Start of RECORDS SUPPLIED

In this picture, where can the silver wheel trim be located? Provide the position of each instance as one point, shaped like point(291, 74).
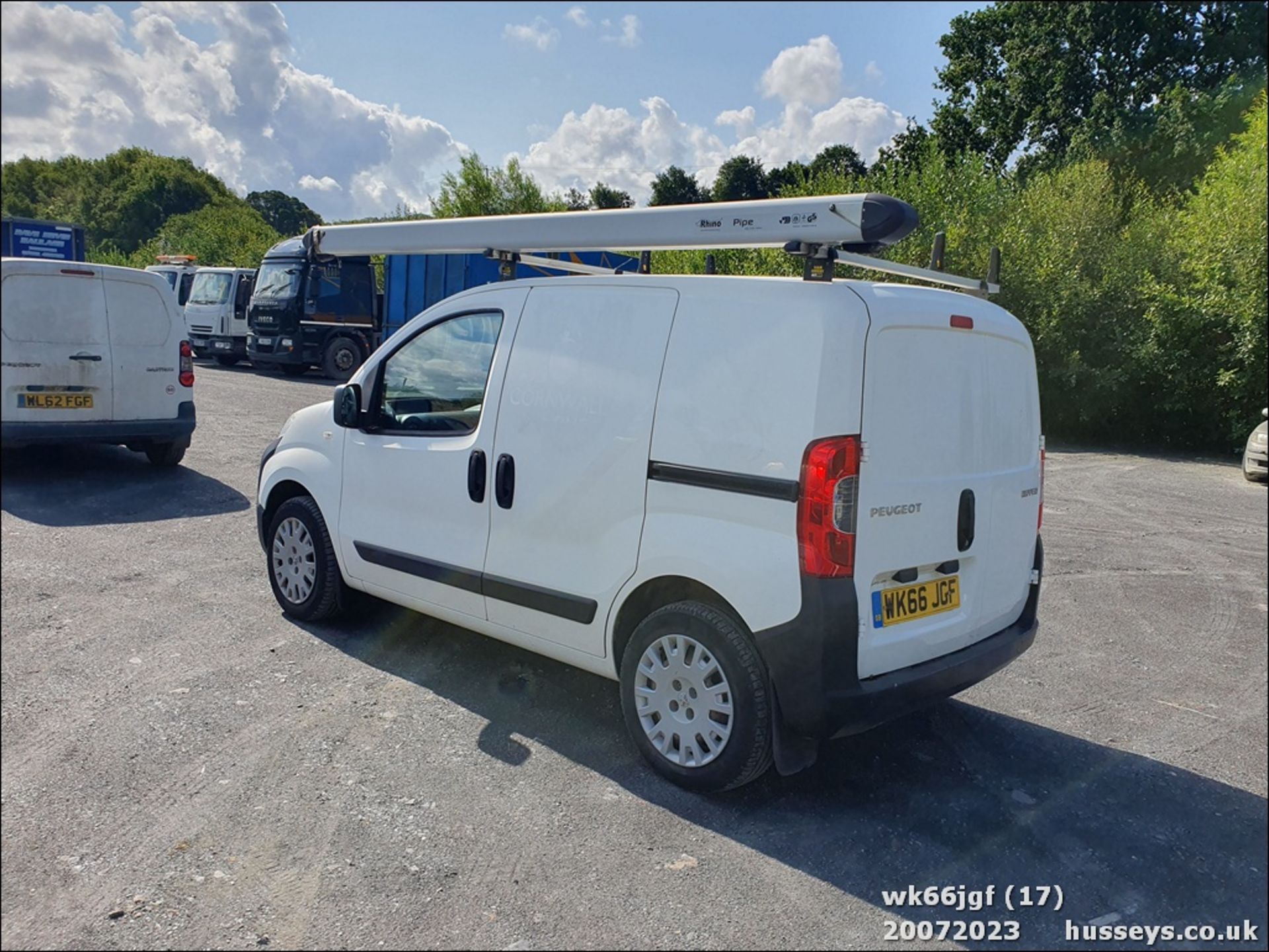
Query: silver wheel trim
point(293, 561)
point(683, 702)
point(346, 357)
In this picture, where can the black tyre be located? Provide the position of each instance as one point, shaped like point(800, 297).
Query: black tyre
point(697, 699)
point(301, 560)
point(167, 454)
point(342, 359)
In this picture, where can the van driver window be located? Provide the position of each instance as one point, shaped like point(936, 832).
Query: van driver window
point(436, 383)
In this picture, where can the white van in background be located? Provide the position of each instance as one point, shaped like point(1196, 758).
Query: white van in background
point(95, 354)
point(178, 270)
point(216, 312)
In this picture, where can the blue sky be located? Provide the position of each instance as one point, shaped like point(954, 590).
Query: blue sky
point(360, 107)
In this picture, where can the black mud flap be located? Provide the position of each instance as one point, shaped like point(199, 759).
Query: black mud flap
point(791, 751)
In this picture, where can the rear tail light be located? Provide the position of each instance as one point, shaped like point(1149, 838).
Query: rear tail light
point(1040, 516)
point(187, 364)
point(826, 507)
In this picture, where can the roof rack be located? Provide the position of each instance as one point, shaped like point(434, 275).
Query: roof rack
point(823, 230)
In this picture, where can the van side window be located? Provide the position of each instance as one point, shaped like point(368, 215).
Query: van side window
point(436, 382)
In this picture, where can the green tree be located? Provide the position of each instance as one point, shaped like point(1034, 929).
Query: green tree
point(607, 197)
point(285, 213)
point(1033, 75)
point(841, 160)
point(1206, 358)
point(740, 178)
point(219, 235)
point(479, 189)
point(576, 201)
point(906, 151)
point(790, 176)
point(675, 187)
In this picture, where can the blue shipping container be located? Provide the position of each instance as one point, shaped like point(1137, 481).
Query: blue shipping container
point(414, 283)
point(26, 237)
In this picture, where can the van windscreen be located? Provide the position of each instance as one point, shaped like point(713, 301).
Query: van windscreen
point(278, 279)
point(211, 288)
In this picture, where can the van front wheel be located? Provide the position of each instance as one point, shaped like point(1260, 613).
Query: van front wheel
point(342, 359)
point(302, 568)
point(697, 699)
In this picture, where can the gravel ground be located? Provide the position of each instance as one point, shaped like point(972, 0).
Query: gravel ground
point(184, 767)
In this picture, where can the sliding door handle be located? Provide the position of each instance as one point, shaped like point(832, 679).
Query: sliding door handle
point(504, 481)
point(476, 476)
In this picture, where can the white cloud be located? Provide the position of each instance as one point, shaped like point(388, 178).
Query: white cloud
point(809, 74)
point(740, 120)
point(622, 150)
point(539, 34)
point(323, 184)
point(801, 132)
point(85, 83)
point(627, 151)
point(629, 37)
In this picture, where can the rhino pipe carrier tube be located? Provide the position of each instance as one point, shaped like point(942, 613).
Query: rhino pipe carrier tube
point(858, 222)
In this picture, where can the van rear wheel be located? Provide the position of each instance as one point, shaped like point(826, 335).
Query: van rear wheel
point(302, 568)
point(697, 699)
point(167, 454)
point(342, 359)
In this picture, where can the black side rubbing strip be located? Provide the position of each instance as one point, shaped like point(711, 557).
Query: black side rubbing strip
point(560, 604)
point(768, 487)
point(424, 568)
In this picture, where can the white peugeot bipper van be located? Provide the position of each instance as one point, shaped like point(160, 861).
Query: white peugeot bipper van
point(216, 313)
point(95, 354)
point(775, 510)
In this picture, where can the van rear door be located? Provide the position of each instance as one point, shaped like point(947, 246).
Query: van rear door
point(145, 344)
point(950, 484)
point(58, 363)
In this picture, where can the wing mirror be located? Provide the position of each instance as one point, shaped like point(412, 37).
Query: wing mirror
point(348, 406)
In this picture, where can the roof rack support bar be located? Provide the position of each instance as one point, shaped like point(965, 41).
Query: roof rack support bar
point(972, 285)
point(509, 259)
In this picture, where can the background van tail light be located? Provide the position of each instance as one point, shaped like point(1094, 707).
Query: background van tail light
point(1040, 516)
point(187, 364)
point(826, 507)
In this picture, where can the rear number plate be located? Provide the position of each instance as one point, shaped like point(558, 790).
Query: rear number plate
point(55, 401)
point(892, 606)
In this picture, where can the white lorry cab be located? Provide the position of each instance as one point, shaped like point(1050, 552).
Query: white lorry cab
point(95, 354)
point(216, 312)
point(179, 272)
point(775, 510)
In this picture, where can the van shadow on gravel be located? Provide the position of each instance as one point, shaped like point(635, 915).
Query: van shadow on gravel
point(954, 795)
point(91, 484)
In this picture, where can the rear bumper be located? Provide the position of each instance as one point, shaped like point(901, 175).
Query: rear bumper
point(111, 431)
point(814, 663)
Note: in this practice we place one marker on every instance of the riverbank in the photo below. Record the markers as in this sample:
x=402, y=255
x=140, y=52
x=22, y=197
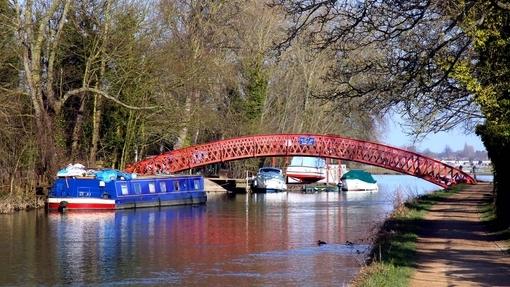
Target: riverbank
x=441, y=239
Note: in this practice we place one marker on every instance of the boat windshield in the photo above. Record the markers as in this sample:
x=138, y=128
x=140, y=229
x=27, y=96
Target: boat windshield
x=270, y=169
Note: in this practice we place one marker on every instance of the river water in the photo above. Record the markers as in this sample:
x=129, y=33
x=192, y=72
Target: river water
x=233, y=240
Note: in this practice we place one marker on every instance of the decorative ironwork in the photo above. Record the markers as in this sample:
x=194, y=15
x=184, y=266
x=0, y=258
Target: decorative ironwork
x=325, y=146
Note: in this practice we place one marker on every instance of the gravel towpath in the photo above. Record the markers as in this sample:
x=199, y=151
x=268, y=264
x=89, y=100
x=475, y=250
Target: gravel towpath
x=454, y=249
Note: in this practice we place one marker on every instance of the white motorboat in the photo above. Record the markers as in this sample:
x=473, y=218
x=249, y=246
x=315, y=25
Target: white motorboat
x=308, y=170
x=268, y=179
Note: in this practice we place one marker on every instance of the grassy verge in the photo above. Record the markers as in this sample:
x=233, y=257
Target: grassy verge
x=393, y=258
x=497, y=229
x=16, y=201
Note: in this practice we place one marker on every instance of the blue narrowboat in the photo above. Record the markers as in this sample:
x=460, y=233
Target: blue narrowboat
x=111, y=189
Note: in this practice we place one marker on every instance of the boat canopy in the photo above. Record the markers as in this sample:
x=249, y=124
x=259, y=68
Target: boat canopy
x=359, y=174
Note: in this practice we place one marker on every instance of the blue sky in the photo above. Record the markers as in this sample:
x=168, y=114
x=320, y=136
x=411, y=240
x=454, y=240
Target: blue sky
x=435, y=142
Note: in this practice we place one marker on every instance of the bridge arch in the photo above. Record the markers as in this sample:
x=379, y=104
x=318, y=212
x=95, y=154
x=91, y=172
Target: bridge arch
x=325, y=146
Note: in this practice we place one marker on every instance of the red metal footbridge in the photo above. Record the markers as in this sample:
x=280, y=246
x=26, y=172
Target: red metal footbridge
x=324, y=146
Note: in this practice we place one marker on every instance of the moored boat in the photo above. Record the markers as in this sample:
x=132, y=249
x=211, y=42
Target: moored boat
x=113, y=189
x=268, y=179
x=309, y=170
x=358, y=180
x=304, y=169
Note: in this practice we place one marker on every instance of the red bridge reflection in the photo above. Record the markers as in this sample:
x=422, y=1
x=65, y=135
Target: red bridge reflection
x=325, y=146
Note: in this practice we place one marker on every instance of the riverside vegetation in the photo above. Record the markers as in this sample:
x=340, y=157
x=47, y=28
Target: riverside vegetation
x=393, y=259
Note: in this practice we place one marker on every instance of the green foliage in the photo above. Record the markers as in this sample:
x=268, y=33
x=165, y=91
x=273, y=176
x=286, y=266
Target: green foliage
x=256, y=89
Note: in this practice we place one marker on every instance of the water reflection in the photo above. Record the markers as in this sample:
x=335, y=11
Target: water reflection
x=244, y=239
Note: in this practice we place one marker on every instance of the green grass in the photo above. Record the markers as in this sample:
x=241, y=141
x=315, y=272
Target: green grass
x=496, y=228
x=394, y=259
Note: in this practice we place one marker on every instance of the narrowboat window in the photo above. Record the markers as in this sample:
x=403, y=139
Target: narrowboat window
x=138, y=188
x=162, y=186
x=124, y=189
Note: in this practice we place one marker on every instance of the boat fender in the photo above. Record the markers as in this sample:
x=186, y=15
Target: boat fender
x=62, y=206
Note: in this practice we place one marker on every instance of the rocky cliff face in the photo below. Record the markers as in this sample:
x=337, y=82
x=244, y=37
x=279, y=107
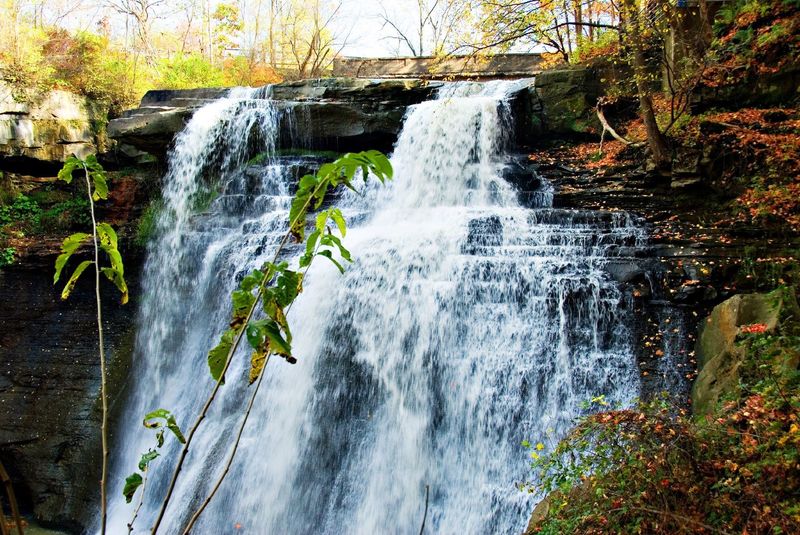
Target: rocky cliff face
x=49, y=381
x=327, y=114
x=50, y=127
x=49, y=388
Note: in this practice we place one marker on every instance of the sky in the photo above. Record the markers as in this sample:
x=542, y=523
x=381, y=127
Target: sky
x=359, y=20
x=367, y=37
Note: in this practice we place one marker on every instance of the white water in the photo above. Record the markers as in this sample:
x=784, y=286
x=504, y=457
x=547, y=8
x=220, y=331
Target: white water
x=467, y=324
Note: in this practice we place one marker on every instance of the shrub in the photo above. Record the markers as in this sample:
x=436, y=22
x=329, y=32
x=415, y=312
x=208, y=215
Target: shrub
x=653, y=469
x=188, y=71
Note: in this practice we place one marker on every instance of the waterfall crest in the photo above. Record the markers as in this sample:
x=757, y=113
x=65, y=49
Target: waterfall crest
x=468, y=323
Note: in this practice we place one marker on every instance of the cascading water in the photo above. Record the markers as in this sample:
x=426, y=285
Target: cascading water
x=467, y=323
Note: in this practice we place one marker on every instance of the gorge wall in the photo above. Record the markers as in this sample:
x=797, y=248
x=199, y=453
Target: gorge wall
x=49, y=384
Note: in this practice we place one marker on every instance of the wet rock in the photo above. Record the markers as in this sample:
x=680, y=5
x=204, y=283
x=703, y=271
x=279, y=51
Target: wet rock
x=624, y=271
x=50, y=127
x=49, y=387
x=327, y=114
x=718, y=355
x=567, y=97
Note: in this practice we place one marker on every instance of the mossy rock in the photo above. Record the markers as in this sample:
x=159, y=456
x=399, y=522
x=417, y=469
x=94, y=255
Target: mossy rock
x=718, y=354
x=568, y=98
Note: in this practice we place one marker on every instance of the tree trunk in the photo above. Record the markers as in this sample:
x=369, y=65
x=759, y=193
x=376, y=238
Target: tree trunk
x=655, y=139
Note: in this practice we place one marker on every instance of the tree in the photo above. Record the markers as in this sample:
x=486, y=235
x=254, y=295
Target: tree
x=436, y=27
x=559, y=25
x=633, y=27
x=308, y=38
x=273, y=289
x=102, y=237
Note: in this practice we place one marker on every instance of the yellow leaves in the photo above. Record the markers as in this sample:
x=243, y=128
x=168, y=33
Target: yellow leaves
x=257, y=361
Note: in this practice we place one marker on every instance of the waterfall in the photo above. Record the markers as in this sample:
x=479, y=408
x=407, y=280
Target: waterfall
x=469, y=322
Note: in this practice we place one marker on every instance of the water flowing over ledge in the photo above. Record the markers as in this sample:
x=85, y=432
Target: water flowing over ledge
x=468, y=322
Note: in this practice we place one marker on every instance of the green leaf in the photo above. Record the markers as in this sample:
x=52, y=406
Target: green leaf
x=322, y=218
x=74, y=278
x=69, y=246
x=146, y=458
x=289, y=285
x=107, y=235
x=333, y=241
x=100, y=185
x=252, y=280
x=70, y=165
x=256, y=334
x=132, y=483
x=115, y=258
x=218, y=356
x=276, y=340
x=381, y=164
x=257, y=362
x=151, y=421
x=327, y=254
x=119, y=281
x=336, y=215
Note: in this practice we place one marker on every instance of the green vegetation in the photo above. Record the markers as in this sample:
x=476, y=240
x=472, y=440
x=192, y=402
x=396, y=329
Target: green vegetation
x=130, y=47
x=146, y=226
x=7, y=256
x=654, y=469
x=271, y=289
x=103, y=237
x=26, y=213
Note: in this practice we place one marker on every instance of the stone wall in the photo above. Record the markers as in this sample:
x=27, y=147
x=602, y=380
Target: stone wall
x=50, y=385
x=459, y=67
x=50, y=127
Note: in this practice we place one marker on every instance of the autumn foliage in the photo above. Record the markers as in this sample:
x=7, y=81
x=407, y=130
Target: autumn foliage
x=654, y=469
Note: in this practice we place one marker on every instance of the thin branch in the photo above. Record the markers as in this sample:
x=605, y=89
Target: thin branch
x=242, y=426
x=607, y=128
x=103, y=398
x=139, y=505
x=425, y=514
x=12, y=499
x=218, y=384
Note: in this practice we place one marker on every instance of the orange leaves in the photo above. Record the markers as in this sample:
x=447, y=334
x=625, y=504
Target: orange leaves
x=753, y=328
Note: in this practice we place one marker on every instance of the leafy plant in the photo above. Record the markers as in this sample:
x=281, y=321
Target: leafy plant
x=654, y=469
x=22, y=210
x=7, y=256
x=102, y=237
x=261, y=303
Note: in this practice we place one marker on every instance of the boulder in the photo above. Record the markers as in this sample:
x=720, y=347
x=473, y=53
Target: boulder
x=567, y=98
x=49, y=389
x=50, y=127
x=326, y=114
x=718, y=355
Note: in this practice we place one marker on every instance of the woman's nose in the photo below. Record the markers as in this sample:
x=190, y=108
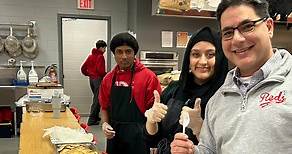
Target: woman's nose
x=203, y=59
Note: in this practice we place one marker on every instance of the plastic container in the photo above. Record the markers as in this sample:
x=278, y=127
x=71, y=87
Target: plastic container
x=56, y=104
x=21, y=75
x=32, y=75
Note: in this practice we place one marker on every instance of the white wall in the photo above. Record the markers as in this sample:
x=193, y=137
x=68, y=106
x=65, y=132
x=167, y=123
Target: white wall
x=44, y=12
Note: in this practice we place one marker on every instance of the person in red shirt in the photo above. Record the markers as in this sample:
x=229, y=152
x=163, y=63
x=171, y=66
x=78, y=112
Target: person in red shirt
x=125, y=94
x=94, y=68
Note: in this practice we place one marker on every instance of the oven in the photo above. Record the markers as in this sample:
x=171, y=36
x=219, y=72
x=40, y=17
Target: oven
x=159, y=61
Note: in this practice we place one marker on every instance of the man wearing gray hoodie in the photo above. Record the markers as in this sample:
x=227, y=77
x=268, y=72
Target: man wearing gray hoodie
x=252, y=112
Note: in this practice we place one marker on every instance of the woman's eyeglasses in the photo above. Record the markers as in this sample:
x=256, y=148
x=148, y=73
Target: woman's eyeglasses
x=243, y=28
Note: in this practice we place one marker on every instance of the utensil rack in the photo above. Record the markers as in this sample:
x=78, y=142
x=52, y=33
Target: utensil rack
x=21, y=28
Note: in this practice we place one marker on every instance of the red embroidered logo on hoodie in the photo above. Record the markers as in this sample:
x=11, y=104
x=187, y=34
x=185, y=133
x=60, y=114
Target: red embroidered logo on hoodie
x=268, y=99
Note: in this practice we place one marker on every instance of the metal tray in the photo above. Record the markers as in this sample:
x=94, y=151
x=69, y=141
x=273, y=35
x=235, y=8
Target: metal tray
x=45, y=107
x=85, y=147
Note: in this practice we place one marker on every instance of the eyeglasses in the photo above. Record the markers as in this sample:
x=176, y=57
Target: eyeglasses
x=243, y=28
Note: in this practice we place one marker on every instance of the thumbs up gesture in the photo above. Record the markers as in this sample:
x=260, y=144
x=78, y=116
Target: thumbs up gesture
x=158, y=110
x=196, y=120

End of RECORDS SUPPLIED

> _TASK ITEM_
Note every line of the entries in which "below" appears, and copy it down.

> _RESULT_
Note: in this practice we place one marker on every instance of the riverbank in the photo below. Record the markers as in this sample:
Note: in this practice we place one marker on every instance of the rocky cliff face in the photo below. Record the markers as in this sample:
Note: in this practice we place one marker on every instance of the woman's nose in the photo below. Record the markers as in this sample:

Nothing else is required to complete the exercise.